Extracted entries =>
--- Start ---
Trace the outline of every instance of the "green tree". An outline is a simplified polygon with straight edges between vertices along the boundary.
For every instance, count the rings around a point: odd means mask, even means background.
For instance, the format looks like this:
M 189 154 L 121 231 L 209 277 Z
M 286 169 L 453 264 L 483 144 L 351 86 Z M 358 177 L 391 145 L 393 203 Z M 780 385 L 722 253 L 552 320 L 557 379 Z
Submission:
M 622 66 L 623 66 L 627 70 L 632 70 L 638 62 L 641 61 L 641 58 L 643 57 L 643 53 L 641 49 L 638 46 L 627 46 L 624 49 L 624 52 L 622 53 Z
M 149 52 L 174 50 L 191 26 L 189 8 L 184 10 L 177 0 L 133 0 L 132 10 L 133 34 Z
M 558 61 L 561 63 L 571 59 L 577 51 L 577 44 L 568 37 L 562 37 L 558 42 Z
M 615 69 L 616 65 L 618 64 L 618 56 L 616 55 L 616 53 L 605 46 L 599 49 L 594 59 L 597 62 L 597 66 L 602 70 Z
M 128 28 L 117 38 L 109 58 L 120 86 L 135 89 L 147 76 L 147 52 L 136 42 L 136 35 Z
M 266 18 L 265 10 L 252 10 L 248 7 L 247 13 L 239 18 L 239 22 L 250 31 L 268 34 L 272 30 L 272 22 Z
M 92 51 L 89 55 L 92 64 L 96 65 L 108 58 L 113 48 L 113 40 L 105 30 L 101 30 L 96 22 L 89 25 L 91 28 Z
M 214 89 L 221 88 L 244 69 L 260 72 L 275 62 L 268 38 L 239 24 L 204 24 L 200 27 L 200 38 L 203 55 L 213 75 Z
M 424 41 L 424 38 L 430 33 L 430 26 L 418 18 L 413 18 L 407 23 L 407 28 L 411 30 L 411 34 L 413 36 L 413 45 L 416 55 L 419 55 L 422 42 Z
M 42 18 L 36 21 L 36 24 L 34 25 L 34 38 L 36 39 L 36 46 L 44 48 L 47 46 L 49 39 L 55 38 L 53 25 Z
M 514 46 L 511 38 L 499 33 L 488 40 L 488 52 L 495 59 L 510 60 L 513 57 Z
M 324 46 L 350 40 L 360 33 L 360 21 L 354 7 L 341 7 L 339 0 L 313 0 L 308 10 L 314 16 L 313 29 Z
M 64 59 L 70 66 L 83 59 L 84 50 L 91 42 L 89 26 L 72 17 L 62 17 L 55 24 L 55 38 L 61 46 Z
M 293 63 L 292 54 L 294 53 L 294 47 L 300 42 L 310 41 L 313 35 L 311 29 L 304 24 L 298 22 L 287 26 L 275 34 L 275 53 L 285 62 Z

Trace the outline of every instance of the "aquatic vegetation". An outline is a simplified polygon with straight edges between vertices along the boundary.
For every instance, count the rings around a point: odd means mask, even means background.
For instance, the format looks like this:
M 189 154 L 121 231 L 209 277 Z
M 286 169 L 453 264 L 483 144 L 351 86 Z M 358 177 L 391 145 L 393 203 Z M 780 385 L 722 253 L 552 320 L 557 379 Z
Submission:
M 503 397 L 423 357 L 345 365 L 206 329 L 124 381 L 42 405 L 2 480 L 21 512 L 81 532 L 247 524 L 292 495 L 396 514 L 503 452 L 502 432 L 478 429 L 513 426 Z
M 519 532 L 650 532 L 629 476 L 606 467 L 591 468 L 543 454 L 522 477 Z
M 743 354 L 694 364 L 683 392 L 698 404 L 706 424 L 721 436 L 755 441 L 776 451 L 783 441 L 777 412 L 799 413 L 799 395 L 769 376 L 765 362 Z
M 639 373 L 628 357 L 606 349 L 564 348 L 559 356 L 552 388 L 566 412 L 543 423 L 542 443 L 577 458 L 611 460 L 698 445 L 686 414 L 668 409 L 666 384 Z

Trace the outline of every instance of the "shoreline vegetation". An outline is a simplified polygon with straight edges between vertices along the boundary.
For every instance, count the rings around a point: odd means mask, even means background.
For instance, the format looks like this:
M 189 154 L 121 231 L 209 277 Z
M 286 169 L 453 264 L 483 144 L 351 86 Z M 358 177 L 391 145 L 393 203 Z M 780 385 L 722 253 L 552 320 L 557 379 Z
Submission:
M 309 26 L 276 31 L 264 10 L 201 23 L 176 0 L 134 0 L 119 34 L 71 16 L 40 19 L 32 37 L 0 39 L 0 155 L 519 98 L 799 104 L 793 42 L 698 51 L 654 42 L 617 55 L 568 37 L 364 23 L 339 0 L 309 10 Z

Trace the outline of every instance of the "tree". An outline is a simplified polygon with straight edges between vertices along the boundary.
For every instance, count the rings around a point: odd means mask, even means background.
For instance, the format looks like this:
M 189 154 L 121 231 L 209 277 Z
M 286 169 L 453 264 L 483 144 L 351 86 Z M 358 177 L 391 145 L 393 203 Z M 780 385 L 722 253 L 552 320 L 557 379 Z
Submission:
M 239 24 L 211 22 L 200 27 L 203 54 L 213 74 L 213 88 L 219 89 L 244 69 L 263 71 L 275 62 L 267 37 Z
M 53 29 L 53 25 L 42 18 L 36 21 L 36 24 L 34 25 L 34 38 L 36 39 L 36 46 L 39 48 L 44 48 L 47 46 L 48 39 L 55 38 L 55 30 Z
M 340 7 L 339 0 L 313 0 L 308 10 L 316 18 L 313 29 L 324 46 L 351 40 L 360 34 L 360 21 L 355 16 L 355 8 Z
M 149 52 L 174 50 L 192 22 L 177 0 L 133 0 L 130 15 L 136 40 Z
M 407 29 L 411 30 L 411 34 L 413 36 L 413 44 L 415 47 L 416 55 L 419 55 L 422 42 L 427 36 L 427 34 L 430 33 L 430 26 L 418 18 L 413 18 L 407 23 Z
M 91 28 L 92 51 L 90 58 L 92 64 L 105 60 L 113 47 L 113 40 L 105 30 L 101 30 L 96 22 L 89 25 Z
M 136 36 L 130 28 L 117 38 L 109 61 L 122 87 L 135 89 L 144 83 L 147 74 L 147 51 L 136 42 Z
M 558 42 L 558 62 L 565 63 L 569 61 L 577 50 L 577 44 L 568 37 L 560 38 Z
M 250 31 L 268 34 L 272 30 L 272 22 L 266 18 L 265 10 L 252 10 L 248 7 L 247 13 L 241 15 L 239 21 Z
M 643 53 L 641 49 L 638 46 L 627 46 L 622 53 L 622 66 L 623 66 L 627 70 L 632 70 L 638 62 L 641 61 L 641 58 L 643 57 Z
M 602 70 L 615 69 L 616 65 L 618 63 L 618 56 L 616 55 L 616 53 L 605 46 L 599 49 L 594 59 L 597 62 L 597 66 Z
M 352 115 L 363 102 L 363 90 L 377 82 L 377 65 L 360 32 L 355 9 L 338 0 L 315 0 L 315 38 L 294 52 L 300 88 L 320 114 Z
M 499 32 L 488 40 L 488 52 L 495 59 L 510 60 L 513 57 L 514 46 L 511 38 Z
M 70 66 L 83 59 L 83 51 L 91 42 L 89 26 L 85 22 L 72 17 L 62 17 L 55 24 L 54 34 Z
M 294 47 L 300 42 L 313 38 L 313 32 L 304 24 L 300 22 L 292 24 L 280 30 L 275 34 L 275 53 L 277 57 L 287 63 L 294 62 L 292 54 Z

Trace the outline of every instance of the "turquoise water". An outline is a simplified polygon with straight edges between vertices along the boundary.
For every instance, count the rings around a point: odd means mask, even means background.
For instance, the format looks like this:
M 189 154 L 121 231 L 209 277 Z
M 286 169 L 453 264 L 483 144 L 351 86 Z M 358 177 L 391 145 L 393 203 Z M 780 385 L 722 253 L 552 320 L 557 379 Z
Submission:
--- End ---
What you will do =>
Retype every line of the listing above with no changes at all.

Exercise result =>
Trace the outline of every instance of the "green tree". An outline is a simplified polygon with straight edges between vertices along the boundary.
For every instance, count the rings around a point: odd means mask, even means background.
For instance, the format looks like this:
M 189 154 L 121 231 L 209 277 Z
M 286 169 L 453 264 L 483 144 L 351 86 Z M 358 177 L 391 145 L 393 203 Z M 780 385 L 722 253 L 552 320 L 557 379 Z
Submission:
M 622 66 L 623 66 L 627 70 L 632 70 L 638 62 L 641 61 L 641 58 L 643 57 L 643 53 L 641 49 L 638 46 L 627 46 L 624 49 L 624 52 L 622 53 Z
M 149 52 L 174 50 L 191 26 L 189 8 L 184 10 L 177 0 L 133 0 L 132 10 L 133 34 Z
M 558 61 L 561 63 L 571 59 L 577 51 L 577 44 L 568 37 L 562 37 L 558 42 Z
M 615 69 L 616 65 L 618 64 L 618 56 L 616 55 L 616 53 L 605 46 L 599 49 L 594 59 L 597 62 L 597 66 L 602 70 Z
M 128 28 L 117 38 L 109 58 L 120 86 L 135 89 L 147 76 L 147 52 L 136 42 L 136 35 Z
M 266 18 L 265 10 L 252 10 L 248 7 L 247 13 L 239 18 L 239 22 L 250 31 L 268 34 L 272 30 L 272 22 Z
M 92 51 L 89 55 L 92 64 L 96 65 L 108 58 L 113 48 L 113 40 L 105 30 L 101 30 L 96 22 L 89 25 L 91 28 Z
M 214 89 L 221 88 L 244 69 L 260 72 L 275 62 L 268 38 L 239 24 L 204 24 L 200 27 L 200 38 L 203 55 L 213 75 Z
M 424 41 L 424 38 L 430 33 L 430 26 L 418 18 L 413 18 L 407 23 L 407 28 L 411 30 L 411 34 L 413 36 L 413 45 L 416 55 L 419 55 L 422 42 Z
M 42 18 L 36 21 L 36 24 L 34 25 L 34 38 L 36 39 L 36 46 L 44 48 L 47 46 L 49 39 L 55 38 L 53 25 Z
M 514 46 L 511 38 L 499 33 L 488 40 L 488 52 L 495 59 L 510 60 L 513 57 Z
M 324 46 L 350 40 L 360 33 L 360 21 L 354 7 L 341 7 L 339 0 L 313 0 L 308 10 L 314 16 L 313 29 Z
M 64 59 L 70 66 L 83 59 L 84 50 L 91 42 L 89 26 L 72 17 L 62 17 L 55 24 L 55 38 L 61 46 Z
M 293 63 L 292 54 L 294 53 L 294 47 L 300 42 L 310 41 L 313 35 L 311 29 L 304 24 L 298 22 L 287 26 L 275 34 L 275 53 L 285 62 Z

Trace the outline of every instance of the "aquatic vegetation". An outline is a simplified polygon with straight edges between vertices along the boundary.
For every instance, count the rings around a point: odd means mask, even means background.
For instance, the format looks like this:
M 189 154 L 121 231 L 209 277 Z
M 286 169 L 453 264 L 483 144 L 351 86 Z M 358 177 L 391 145 L 393 203 Z M 780 385 L 722 253 L 552 320 L 557 379 Z
Submission:
M 503 397 L 423 357 L 345 365 L 206 329 L 124 381 L 42 405 L 2 480 L 21 512 L 81 532 L 247 524 L 292 495 L 396 514 L 503 452 L 502 432 L 478 429 L 513 426 Z
M 519 532 L 650 532 L 629 476 L 606 467 L 591 468 L 543 454 L 522 477 Z
M 743 354 L 694 364 L 683 392 L 698 404 L 706 424 L 721 436 L 755 441 L 776 451 L 783 441 L 777 412 L 799 413 L 799 395 L 769 376 L 765 362 Z
M 639 373 L 628 357 L 606 349 L 564 348 L 559 356 L 552 388 L 566 412 L 543 423 L 542 443 L 577 458 L 611 460 L 698 445 L 686 414 L 668 409 L 666 384 Z

Trace the outline of every instance of the "shoreline vegetation". An outline is a simplified polygon with straight edges between vertices along the boundary.
For every instance, count the rings around a point: odd means mask, even means background.
For instance, the format looks like this:
M 189 154 L 121 231 L 209 277 Z
M 286 169 L 453 264 L 483 144 L 351 86 Z M 358 177 L 391 145 L 393 203 Z M 780 385 L 722 253 L 552 320 L 557 379 Z
Submission:
M 309 26 L 276 31 L 264 10 L 201 23 L 176 0 L 134 0 L 119 34 L 71 16 L 40 19 L 32 37 L 0 39 L 0 155 L 519 98 L 799 104 L 793 42 L 698 51 L 654 42 L 617 55 L 568 37 L 364 23 L 339 0 L 309 10 Z

Trace the outline of every instance of the "tree". An outline is a simplified polygon with straight edges between vertices along the boundary.
For every instance, count the rings around a point: odd means mask, even means background.
For instance, the format looks like this:
M 189 154 L 121 231 L 209 277 Z
M 286 169 L 453 264 L 483 144 L 351 86 Z M 358 177 L 391 145 L 393 203 Z M 780 385 L 722 253 L 552 320 L 557 379 Z
Submission:
M 239 24 L 211 22 L 200 27 L 203 54 L 213 74 L 213 88 L 219 89 L 244 69 L 263 71 L 275 62 L 267 37 Z
M 53 29 L 53 25 L 42 18 L 36 21 L 36 24 L 34 25 L 34 38 L 36 39 L 36 46 L 39 48 L 44 48 L 47 46 L 48 39 L 55 38 L 55 30 Z
M 340 7 L 339 0 L 313 0 L 308 10 L 316 18 L 313 29 L 324 46 L 351 40 L 360 34 L 360 21 L 355 16 L 355 8 Z
M 149 52 L 174 50 L 192 22 L 177 0 L 133 0 L 130 15 L 136 40 Z
M 407 29 L 411 30 L 411 34 L 413 36 L 413 44 L 415 47 L 416 55 L 419 55 L 422 42 L 427 36 L 427 34 L 430 33 L 430 26 L 418 18 L 413 18 L 407 23 Z
M 91 28 L 92 51 L 90 58 L 92 64 L 105 60 L 113 47 L 113 40 L 105 30 L 101 30 L 96 22 L 89 25 Z
M 136 36 L 130 28 L 117 38 L 109 61 L 122 87 L 135 89 L 144 83 L 147 74 L 147 51 L 136 42 Z
M 558 42 L 558 62 L 565 63 L 569 61 L 577 50 L 577 44 L 568 37 L 560 38 Z
M 250 31 L 268 34 L 272 30 L 272 22 L 266 18 L 265 10 L 252 10 L 248 7 L 247 13 L 241 15 L 239 21 Z
M 643 53 L 641 49 L 638 46 L 627 46 L 622 53 L 622 66 L 623 66 L 627 70 L 632 70 L 638 62 L 641 61 L 641 58 L 643 57 Z
M 602 70 L 615 69 L 616 65 L 618 63 L 618 56 L 616 55 L 616 53 L 605 46 L 599 49 L 594 59 L 597 62 L 597 66 Z
M 352 115 L 363 102 L 363 90 L 377 82 L 377 65 L 360 32 L 355 9 L 338 0 L 315 0 L 315 38 L 294 52 L 300 88 L 320 114 Z
M 499 32 L 488 40 L 488 52 L 495 59 L 510 60 L 513 57 L 514 46 L 511 38 Z
M 70 66 L 83 59 L 83 51 L 91 42 L 89 26 L 85 22 L 72 17 L 62 17 L 55 24 L 54 34 Z
M 294 47 L 300 42 L 313 38 L 313 32 L 304 24 L 300 22 L 292 24 L 280 30 L 275 34 L 275 53 L 277 57 L 287 63 L 294 62 L 292 54 Z

Trace the outline of every instance of the "turquoise water". An outline is a simplified polygon with straight edges between vertices along the boundary.
For every instance, count the rings around a point: odd means mask, even means background.
For instance, the format looks like this:
M 189 154 L 121 231 L 209 277 Z
M 286 169 L 453 264 L 483 144 L 351 86 Z M 358 177 L 391 145 L 393 203 Z M 780 385 L 722 253 L 552 320 L 557 379 Z
Submission:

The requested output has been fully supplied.